READING TEXT »
--------------------

Tuesday, April 29, 2008

Tanya Morgan

Tanya Morgan
Loud Minority, 2006

My review is here.

This is one of my favorite albums in a while. Good, solid, positive hip hop.

Tuesday, April 22, 2008

Bad Luck and Nathan Blaze

This week on www.rapreviews.com I reviewed Bad Luck’s Make It Brief. He’s a young NYMC who is sort of like a gutter Kool Keith, which is kind of cool. EDK supplies the beats and do some of that somber NY shit mixed with a little esoteric/indie flavor. Not brilliant, but not bad, and worth keeping an eye on.

I also reviewed the demo by Nathan Blaze, which I wasn’t feeling. I never have liked white MCs, especially when they do that Eminem-being-serious thing. It’s like they are trying to hard. Meh. You can go to www.nathanblazemusic.com to sample and purchase if you feel so inclined.

Sunday, April 20, 2008

I Am A Fucking Hippy Who Listens To Jam Bands

I have a deep, deep hatred of hippies, dating back to my childhood growing up near Santa Cruz California being suffocated by mellowness. I used to want to make a mock up of the Sex Pistol's God Save The Queen art, only with Jerry Garcia's face. As I've gotten older, however, I've started to embrace some of the very hippy tropes that used to make me want to throw up on myself. For example, I go to yoga, I try to eat organic, whole food, I wear hemp shoes, I recycle, and, most disturbingly, I wear essential oils, including the dreaded patchouli. Patchouli has become my signature scent in some ways, because I use Lush's Aramaco deodorant which has patchouli.

A staple of being an Angry Punk Rock kid was hating the Grateful Dead. I still don't fuck with Jerry and Crew, but I no longer detest them, and compared to a lot of the horseshit being put out today they seem downright innocuous. What really freaks me out is that I've gotten in to two bands recently who are basically (GASP) JAM BANDS.

--------------------

STORED RECORDS »
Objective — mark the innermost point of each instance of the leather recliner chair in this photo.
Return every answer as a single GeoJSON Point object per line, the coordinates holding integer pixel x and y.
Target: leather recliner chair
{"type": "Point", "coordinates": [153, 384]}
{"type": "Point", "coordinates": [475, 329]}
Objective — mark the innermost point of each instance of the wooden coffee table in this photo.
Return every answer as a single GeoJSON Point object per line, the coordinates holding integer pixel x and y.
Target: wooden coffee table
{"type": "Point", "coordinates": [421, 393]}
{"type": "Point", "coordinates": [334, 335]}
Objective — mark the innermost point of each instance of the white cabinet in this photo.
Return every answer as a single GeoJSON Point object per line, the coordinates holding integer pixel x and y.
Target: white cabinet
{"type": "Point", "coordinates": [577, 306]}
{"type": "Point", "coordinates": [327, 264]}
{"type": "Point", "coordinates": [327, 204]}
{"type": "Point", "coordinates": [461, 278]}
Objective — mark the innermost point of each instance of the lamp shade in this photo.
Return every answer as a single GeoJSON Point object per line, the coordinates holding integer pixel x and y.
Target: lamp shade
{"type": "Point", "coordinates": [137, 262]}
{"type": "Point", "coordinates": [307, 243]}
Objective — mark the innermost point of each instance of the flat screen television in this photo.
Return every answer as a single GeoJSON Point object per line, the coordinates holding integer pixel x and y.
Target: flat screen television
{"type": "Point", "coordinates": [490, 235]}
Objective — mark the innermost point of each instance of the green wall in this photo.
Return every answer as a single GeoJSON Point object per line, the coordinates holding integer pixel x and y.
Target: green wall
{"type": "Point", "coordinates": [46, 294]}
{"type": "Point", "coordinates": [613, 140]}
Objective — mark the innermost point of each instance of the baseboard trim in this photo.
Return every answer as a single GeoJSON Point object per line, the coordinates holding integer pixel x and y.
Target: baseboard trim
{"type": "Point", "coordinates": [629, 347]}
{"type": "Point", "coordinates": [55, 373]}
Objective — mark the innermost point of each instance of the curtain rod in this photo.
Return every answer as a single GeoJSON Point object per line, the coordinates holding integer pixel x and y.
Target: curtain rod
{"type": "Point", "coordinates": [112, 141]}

--------------------

WRITTEN INSTRUCTION A »
In the blog, which deodorant containing patchouli does the writer use?
WRITTEN INSTRUCTION B »
Duplicate the stretch of the blog from "I have a deep, deep" through "which has patchouli.".
WRITTEN INSTRUCTION C »
Decide whether each statement agrees with the blog, answering yes or no and quoting the words that settle it: (i) EDK provides the beats on Bad Luck's Make It Brief. (ii) The writer enjoyed the demo by Nathan Blaze. (iii) The writer grew up near Santa Cruz, California.
The data above have no connection to the blog.

TASK ANSWER A »
Lush's Aramaco deodorant.

TASK ANSWER B »
I have a deep, deep hatred of hippies, dating back to my childhood growing up near Santa Cruz California being suffocated by mellowness. I used to want to make a mock up of the Sex Pistol's God Save The Queen art, only with Jerry Garcia's face. As I've gotten older, however, I've started to embrace some of the very hippy tropes that used to make me want to throw up on myself. For example, I go to yoga, I try to eat organic, whole food, I wear hemp shoes, I recycle, and, most disturbingly, I wear essential oils, including the dreaded patchouli. Patchouli has become my signature scent in some ways, because I use Lush's Aramaco deodorant which has patchouli.

TASK ANSWER C »
(i) Yes: "EDK supplies the beats"
(ii) No: "I also reviewed the demo by Nathan Blaze, which I wasn’t feeling."
(iii) Yes: "growing up near Santa Cruz California"